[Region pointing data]
____________________
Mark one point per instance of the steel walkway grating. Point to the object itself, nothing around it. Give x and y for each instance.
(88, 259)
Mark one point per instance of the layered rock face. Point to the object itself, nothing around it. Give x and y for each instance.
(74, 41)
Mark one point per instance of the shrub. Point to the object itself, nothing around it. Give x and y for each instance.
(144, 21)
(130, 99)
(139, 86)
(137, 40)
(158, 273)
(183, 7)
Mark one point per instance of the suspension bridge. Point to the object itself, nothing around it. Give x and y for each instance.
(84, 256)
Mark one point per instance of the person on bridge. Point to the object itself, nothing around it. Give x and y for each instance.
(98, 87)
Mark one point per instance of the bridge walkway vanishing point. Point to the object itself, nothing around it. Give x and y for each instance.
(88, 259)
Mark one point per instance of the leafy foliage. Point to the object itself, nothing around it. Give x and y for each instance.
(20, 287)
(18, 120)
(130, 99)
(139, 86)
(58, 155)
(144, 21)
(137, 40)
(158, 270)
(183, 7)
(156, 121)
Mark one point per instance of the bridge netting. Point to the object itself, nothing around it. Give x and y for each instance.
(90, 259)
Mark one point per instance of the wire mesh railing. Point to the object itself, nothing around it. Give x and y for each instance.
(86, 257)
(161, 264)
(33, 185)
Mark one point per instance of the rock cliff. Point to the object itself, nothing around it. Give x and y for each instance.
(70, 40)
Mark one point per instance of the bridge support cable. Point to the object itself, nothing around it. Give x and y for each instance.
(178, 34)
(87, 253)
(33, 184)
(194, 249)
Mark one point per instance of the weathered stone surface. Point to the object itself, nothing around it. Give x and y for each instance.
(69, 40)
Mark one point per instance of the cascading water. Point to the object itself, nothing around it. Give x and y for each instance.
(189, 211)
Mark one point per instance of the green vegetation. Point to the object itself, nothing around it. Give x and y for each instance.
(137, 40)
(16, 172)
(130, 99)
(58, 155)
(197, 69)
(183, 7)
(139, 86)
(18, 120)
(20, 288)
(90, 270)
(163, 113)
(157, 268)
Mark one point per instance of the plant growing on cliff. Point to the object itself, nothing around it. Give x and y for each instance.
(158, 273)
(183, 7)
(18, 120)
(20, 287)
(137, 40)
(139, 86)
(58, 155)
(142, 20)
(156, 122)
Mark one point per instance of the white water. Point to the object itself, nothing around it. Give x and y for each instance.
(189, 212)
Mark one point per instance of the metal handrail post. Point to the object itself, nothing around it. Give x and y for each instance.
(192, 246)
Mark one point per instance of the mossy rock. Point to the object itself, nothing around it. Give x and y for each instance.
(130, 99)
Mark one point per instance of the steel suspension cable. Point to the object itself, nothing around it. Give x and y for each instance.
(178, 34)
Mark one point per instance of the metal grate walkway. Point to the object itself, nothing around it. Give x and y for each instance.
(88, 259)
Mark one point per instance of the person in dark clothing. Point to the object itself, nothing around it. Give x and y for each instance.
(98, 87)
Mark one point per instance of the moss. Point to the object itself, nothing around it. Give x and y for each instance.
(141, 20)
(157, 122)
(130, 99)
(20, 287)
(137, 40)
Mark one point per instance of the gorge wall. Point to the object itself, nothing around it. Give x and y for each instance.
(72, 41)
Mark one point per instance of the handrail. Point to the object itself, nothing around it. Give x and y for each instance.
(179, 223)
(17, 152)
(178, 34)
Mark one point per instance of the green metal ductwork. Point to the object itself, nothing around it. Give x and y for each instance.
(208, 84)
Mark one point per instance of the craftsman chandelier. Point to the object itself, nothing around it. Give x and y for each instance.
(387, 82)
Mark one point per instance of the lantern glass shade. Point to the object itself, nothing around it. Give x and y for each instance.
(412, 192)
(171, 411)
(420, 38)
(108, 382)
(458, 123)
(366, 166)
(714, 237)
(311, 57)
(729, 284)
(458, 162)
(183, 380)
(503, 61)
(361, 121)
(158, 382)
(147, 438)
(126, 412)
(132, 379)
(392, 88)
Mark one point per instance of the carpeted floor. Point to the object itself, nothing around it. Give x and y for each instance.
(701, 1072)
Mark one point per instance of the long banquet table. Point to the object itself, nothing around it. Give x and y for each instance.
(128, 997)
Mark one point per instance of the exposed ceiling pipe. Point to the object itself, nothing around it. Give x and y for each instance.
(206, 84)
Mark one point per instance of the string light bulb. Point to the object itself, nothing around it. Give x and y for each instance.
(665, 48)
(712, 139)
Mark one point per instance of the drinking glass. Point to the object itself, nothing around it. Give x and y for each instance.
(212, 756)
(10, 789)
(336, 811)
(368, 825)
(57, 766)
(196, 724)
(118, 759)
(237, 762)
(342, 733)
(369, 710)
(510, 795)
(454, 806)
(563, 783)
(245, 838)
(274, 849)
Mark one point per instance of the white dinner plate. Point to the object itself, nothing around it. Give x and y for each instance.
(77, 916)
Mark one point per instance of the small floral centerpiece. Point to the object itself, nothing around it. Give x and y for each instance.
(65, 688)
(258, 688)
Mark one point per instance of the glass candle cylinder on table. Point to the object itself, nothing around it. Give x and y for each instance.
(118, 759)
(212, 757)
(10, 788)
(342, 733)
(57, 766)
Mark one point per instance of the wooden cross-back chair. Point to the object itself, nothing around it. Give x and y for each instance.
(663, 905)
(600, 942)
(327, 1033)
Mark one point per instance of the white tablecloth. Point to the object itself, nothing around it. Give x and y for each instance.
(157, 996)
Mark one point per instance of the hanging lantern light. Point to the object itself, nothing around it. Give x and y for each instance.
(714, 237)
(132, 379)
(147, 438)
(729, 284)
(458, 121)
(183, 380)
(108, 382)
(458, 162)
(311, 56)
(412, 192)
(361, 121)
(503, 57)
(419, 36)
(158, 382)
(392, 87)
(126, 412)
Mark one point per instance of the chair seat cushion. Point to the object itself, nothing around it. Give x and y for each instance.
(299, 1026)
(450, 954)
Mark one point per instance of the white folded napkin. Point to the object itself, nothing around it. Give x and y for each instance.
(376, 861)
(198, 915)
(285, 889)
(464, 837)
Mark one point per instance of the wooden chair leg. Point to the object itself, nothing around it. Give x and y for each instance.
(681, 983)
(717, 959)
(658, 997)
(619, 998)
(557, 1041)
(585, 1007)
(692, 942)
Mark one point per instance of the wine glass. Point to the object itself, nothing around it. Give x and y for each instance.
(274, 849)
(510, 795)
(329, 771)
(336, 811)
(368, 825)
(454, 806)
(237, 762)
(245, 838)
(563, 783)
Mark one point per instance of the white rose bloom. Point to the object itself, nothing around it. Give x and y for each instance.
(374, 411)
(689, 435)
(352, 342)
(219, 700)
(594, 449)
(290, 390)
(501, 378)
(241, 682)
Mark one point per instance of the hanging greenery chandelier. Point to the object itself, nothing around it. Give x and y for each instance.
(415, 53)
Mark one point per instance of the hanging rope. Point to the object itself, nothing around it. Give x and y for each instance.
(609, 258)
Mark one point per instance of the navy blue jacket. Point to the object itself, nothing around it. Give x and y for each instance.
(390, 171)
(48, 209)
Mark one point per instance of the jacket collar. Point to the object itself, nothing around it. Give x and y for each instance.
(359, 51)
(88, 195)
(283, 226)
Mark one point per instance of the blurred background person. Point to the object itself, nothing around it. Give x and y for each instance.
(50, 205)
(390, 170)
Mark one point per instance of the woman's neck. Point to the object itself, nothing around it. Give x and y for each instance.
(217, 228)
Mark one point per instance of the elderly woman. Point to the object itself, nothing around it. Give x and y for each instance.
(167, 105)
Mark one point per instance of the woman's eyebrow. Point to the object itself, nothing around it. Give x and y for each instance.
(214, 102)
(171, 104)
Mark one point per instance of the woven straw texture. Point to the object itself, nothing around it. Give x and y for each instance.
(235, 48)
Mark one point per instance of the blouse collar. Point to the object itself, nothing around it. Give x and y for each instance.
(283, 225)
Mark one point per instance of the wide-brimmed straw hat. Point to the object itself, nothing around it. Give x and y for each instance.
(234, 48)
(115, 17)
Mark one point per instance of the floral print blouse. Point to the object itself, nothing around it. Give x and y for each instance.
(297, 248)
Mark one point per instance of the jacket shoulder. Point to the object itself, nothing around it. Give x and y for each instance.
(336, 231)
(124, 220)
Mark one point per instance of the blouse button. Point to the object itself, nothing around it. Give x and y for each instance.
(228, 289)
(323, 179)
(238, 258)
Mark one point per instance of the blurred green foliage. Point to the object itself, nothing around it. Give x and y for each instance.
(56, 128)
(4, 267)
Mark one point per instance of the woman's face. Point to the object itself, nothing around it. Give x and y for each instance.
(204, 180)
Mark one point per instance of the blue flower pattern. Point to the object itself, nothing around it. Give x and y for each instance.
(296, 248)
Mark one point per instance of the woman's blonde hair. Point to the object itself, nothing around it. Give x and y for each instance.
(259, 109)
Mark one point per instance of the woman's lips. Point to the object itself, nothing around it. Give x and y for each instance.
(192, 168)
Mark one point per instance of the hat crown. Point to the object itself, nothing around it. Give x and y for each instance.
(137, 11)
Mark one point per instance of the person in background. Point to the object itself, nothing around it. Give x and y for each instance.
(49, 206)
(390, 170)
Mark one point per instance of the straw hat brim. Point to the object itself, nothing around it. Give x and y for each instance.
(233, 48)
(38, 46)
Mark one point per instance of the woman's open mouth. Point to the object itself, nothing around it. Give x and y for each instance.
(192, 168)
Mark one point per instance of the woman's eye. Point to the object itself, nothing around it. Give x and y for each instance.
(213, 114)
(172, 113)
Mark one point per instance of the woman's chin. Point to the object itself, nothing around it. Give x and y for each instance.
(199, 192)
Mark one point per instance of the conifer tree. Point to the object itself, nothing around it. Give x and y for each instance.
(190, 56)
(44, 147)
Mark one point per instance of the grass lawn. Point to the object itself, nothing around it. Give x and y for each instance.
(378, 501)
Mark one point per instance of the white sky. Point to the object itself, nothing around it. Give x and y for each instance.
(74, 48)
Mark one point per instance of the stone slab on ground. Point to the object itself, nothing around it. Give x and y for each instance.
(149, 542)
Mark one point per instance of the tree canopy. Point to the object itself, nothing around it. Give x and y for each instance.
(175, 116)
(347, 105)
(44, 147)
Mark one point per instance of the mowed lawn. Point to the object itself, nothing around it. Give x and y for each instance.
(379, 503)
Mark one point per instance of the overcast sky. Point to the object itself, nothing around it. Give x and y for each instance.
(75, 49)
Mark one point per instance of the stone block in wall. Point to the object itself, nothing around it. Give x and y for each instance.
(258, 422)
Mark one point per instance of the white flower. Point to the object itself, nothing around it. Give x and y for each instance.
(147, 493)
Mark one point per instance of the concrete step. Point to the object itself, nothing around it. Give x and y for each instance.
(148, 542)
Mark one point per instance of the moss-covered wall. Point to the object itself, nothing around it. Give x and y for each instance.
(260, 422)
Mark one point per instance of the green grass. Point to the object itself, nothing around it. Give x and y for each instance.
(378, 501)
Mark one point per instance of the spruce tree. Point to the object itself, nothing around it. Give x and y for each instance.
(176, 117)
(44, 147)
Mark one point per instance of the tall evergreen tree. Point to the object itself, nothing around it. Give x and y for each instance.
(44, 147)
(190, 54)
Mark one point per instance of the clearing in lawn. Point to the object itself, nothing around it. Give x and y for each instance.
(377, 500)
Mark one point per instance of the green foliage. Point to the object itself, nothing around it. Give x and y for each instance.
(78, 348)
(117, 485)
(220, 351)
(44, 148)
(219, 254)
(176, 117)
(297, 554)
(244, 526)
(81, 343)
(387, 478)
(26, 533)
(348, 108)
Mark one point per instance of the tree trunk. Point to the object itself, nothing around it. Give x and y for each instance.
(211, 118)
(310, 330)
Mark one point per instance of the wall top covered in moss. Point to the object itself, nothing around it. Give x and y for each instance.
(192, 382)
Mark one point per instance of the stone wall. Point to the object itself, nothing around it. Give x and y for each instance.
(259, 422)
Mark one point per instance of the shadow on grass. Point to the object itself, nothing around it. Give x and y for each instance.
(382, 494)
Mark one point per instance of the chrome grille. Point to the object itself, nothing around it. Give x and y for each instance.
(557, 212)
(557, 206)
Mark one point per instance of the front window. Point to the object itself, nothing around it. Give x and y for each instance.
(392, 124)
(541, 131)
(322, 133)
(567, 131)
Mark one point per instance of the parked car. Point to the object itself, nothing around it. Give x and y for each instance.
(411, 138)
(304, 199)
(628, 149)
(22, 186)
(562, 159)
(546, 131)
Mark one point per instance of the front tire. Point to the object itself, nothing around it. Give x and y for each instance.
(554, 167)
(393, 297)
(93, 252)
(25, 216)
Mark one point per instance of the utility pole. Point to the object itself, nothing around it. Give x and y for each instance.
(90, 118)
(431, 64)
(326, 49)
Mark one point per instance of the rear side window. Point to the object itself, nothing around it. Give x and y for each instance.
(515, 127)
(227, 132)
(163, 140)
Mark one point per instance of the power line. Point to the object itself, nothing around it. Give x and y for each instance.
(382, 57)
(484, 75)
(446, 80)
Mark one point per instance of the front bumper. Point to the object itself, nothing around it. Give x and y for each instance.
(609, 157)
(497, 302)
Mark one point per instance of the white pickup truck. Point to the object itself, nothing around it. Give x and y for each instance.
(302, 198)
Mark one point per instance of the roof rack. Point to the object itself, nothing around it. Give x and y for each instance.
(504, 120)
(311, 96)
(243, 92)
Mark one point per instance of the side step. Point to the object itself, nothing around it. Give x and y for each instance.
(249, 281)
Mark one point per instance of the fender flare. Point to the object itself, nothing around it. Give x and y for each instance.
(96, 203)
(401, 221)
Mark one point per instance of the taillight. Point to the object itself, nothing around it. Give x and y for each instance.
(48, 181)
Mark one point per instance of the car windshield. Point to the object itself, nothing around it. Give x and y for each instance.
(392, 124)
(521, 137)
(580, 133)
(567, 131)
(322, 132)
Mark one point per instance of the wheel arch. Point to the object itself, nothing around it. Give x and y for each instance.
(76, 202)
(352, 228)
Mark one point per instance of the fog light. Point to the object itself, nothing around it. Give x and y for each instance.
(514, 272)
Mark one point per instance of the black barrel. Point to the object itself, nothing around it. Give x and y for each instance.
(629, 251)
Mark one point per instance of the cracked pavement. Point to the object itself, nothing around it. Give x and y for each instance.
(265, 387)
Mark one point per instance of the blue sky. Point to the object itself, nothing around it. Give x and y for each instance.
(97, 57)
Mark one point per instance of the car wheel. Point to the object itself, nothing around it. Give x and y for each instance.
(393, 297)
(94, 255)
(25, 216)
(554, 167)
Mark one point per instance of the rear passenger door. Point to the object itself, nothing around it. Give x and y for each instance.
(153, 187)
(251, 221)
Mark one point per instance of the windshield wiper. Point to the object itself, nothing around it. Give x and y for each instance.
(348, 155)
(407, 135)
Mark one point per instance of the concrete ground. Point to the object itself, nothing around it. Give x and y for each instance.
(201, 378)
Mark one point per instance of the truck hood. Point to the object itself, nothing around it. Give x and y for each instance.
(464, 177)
____________________
Brief. Only the lines from the one containing "Mark one point per instance of the roof" through the final line of the data belong in the answer, repeated exactly.

Exercise result.
Mark one point per instance of the roof rack. Point to the object itself, nothing around it. Give x and y for each instance.
(504, 120)
(311, 96)
(243, 92)
Mark one point per instance of the side step. Point to the object itself, nothing around it. Give x and y for each instance.
(249, 281)
Mark one point per instance of the fender flare. Point to the object itself, nothing around it. Give x and y for each instance.
(96, 203)
(401, 221)
Mark one point per instance of the taillight. Point to the object itself, nothing around it. Give x and y for each instance.
(48, 181)
Mark one point per instance of the car windshield. Point to the object itself, nothing around it. Give x and y for each instance.
(392, 124)
(521, 137)
(580, 133)
(567, 131)
(322, 132)
Mark one point per instance of the wheel arch. Point to the object itself, nothing around it. Give x and y for each instance.
(76, 202)
(352, 228)
Mark one point per instance of the fog light. Point to the object itself, nothing around it. Give x and y for each instance.
(514, 272)
Mark one point per instance of the black barrel. Point to the object itself, nothing around it. Give x and y for each instance.
(629, 251)
Mark one point per instance of the cracked pavement. Point to the object itself, nothing around it. Give x and y for each instance.
(265, 387)
Mark one point per instance of the blue sky. Point to the object itself, nothing around it. Give x and y for each instance.
(97, 57)
Mark one point per instance of the car wheel. Point to the object itself, nothing around it. Give x and y for each instance.
(393, 297)
(94, 255)
(25, 216)
(554, 167)
Mark one point per instance of the rear passenger door. Point to the object itself, nothing around it. Give x and y for each instance.
(153, 187)
(251, 221)
Mark one point per instance of the windshield wiper. Point to the object itself, nothing around it. Give x and y for each instance.
(348, 155)
(407, 135)
Mark one point per instance of the concrete ground. Point to the object itself, nothing around it. Give x and y for each instance.
(201, 378)
Mark one point per instance of the truck hood. Point to the object itself, nothing around it. Give x and y for each instance.
(464, 177)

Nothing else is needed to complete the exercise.